Excerpts of pointing data:

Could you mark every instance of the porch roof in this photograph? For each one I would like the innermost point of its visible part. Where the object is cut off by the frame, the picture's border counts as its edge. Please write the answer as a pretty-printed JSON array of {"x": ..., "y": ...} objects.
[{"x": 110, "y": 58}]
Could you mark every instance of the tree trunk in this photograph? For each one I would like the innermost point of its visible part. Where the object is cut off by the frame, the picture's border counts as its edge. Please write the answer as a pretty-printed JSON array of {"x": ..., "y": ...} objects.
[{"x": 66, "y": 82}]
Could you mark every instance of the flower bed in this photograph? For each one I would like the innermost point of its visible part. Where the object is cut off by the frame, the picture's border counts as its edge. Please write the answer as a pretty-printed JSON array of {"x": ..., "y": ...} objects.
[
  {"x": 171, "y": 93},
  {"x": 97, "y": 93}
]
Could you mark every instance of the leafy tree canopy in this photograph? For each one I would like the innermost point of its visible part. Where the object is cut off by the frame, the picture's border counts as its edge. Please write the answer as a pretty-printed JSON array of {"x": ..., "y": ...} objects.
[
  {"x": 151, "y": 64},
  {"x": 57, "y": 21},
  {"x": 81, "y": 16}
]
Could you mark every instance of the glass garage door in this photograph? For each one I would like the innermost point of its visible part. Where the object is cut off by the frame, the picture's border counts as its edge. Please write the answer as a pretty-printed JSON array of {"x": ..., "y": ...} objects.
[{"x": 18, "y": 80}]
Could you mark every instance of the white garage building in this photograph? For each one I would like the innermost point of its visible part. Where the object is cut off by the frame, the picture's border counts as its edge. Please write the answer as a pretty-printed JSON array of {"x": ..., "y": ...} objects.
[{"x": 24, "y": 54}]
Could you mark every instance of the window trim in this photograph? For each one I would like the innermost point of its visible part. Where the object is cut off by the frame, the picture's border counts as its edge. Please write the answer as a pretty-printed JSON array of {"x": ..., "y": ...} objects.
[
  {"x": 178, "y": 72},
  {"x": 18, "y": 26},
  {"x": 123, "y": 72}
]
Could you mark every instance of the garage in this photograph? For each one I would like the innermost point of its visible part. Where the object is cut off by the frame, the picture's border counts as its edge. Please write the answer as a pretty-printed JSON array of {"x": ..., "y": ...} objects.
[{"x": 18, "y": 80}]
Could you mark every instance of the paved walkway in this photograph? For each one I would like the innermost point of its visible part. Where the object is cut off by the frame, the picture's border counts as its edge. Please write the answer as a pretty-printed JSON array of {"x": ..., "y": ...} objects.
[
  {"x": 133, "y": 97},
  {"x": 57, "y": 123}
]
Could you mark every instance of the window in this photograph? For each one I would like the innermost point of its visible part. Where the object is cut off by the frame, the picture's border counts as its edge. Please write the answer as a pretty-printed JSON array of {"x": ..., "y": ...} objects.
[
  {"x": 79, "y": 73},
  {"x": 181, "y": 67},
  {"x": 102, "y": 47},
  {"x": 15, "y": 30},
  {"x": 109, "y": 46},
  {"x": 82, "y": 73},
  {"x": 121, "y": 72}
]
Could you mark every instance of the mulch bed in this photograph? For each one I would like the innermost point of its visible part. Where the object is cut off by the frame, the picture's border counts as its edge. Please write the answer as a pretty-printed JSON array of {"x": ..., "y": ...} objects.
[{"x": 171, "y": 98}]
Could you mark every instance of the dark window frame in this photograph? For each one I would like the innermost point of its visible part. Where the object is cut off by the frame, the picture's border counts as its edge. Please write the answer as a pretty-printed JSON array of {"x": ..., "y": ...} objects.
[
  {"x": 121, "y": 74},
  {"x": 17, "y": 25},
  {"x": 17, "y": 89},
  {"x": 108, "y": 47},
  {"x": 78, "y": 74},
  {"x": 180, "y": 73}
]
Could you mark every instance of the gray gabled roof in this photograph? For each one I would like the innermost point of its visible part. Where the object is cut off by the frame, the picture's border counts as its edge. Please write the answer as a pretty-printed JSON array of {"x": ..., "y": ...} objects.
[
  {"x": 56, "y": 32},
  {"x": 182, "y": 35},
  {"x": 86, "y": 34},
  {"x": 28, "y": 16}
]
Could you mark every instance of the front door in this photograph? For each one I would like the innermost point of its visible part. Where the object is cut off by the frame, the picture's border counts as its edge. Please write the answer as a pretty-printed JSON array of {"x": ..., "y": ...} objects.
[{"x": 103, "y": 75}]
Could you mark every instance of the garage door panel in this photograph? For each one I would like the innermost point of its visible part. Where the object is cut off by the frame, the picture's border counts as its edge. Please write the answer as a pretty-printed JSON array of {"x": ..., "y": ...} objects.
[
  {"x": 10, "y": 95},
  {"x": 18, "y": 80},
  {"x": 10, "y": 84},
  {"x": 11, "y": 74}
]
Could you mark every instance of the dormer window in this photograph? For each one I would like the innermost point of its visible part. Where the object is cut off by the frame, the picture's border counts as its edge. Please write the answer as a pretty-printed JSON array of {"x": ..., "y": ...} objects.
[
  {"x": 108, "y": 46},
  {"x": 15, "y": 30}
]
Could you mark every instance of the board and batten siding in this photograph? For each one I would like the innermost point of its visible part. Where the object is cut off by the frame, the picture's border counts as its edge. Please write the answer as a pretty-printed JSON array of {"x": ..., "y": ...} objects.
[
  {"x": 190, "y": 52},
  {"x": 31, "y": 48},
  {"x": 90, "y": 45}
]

→ Short problem: Give back, exactly as written, the lines from the one with "Could you mark every instance of the dormer" to the last line.

→ Solution for this task:
Could you mark every instance of the dormer window in this photograph? For each one I would like the innermost point of its visible part. Where the object is cut off by the frame, the picture's border counts as its edge. Please write the answer as a pretty-printed JSON array of {"x": ..., "y": ...} objects.
[
  {"x": 108, "y": 46},
  {"x": 15, "y": 30}
]
Could you mark every instance of the board and batten siding in this photograph? For each one I would like the innermost point of its visible part. Where the object is cut off by the frame, the picture's border counts as its edge. Please write the answer as a pretty-printed JSON array of {"x": ..., "y": ...} objects.
[
  {"x": 190, "y": 52},
  {"x": 31, "y": 48},
  {"x": 90, "y": 45}
]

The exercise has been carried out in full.